Texte choisi:
Le prophète,
c’est celui qui, à temps et à contre
temps, proclame par ses paroles et par ses actes les exigences
du respect de l’autre et de la compassion, les impératifs
de la justice et de la vérité, telles qu’ils
résultent de sa réflexion et montent du plus
profond de sa conscience. Les prophètes sont souvent
incompris, méprisés, calomniés, et parfois
tués. La mise à mort est le sort de milliers
de chercheurs de sens de toutes cultures et de toutes croyances
dans l’histoire de l’humanité : parmi
les plus célèbres, Socrate, les prophètes
du judaïsme, Jésus de Nazareth, Mansur al Halladj.
Autres témoins plus près de nous, Dietrich
Bonhoeffer, Mohandas Gandhi, Martin Luther King, Steve Biko,
Oscar Romero, Jerzy Popieluszko, Mahmoud Muhammad Taha.
Ce
fut aussi le sort de Jean Jaurès, assassiné le
31 juillet 1914 au café parisien du Croissant. Le meurtrier,
un nationaliste d’extrême droite, fut acquitté en
1920, et la veuve Louise Jaurès eut même à payer
les dépens de ce procès inique… La revue
Alternatives non-violentes nous livre un passionnant dossier
sur l’ancien boursier reçu premier à l’Ecole
normale supérieure puis docteur en philosophie, le défenseur
des mineurs de Carmaux élu député du Tarn,
le fondateur du journal L’humanité, l’orateur
percutant qui tentait avec l’Internationale de s’opposer à la
guerre.

Exercices:
1. Remplacez « Steve Biko » par « Nelson Mandela » dans le passage du texte sur les prophètes qui va de « Autres témoins plus » jusqu'à « Mahmoud Muhammad Taha. », puis recopiez ce passage.
2. Reprenez le texte sur les prophètes et Jean Jaurès là où il s'arrête, et poursuivez sa rédaction.

Enregistrements:
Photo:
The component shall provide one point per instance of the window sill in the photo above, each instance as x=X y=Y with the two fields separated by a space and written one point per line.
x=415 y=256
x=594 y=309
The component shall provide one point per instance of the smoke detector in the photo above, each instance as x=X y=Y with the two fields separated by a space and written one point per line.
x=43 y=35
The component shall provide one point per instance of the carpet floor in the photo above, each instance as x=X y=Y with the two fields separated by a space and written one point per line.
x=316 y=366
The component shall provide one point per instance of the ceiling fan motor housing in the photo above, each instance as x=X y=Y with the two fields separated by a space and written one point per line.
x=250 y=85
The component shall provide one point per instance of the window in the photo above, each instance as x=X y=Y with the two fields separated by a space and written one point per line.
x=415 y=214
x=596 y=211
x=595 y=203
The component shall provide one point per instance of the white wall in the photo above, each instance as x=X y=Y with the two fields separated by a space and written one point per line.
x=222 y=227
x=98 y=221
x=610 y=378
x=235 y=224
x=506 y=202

Corrigés:
1.
Autres témoins plus près de nous, Dietrich
Bonhoeffer, Mohandas Gandhi, Martin Luther King, Nelson Mandela,
Oscar Romero, Jerzy Popieluszko, Mahmoud Muhammad Taha.

2.
Tout statufié et panthéonisé qu’il
soit aujourd’hui, Jaurès, en tant que philosophe,
tribun, et homme politique, mérite plus que jamais
une réflexion civique et morale, surtout chez ceux
qui désespèrent
de la politique ou désespèrent tout court.
Car Jaurès crie des vérités toujours
aussi éternelles
que le respect de soi et de l’autre, l’amour
de la patrie et de l’humanité, l’espoir
d’un
au-delà, le refus d’un monde désenchanté.
Lors de l’inauguration de la verrerie ouvrière
de Carmaux en 1896, Jaurès, barbe au vent, s’adressait « au
monde entier, avec ses usines qui sont des prisons, ses lieux
de plaisir où l’on pleure de tristesse, ses églises
d’où Jésus serait chassé s’il
pouvait parler ! ».
En défendant le capitaine
Louis Dreyfus, il affirmait sa confiance dans la victoire
future du droit sur l’arbitraire
: « En tout individu, l’humanité doit être
pleinement respectée et portée au plus haut ».
En 1904, lors d’une distribution des prix à Castres,
il affirmait « Le jour viendra où tous les citoyens,
quelle que soit leur conception du monde, catholiques, protestants,
libres penseurs, reconnaîtront le principe supérieur
de laïcité ». En 1906, après avoir
contribué au vote de la loi de séparation de
l’Eglise et de l’Etat, il plaidait pour un enseignement
qui soit « soustrait à toute étroitesse
en quelque sens qu’elle se puisse exercer ».
En bataillant en 1908 à la Chambre des députés
pour le droit de vote des femmes (reconnu en 1946) et en
s’élevant
contre la peine de mort (abolie en 1981), il se montrait étonnamment
en avance sur son temps.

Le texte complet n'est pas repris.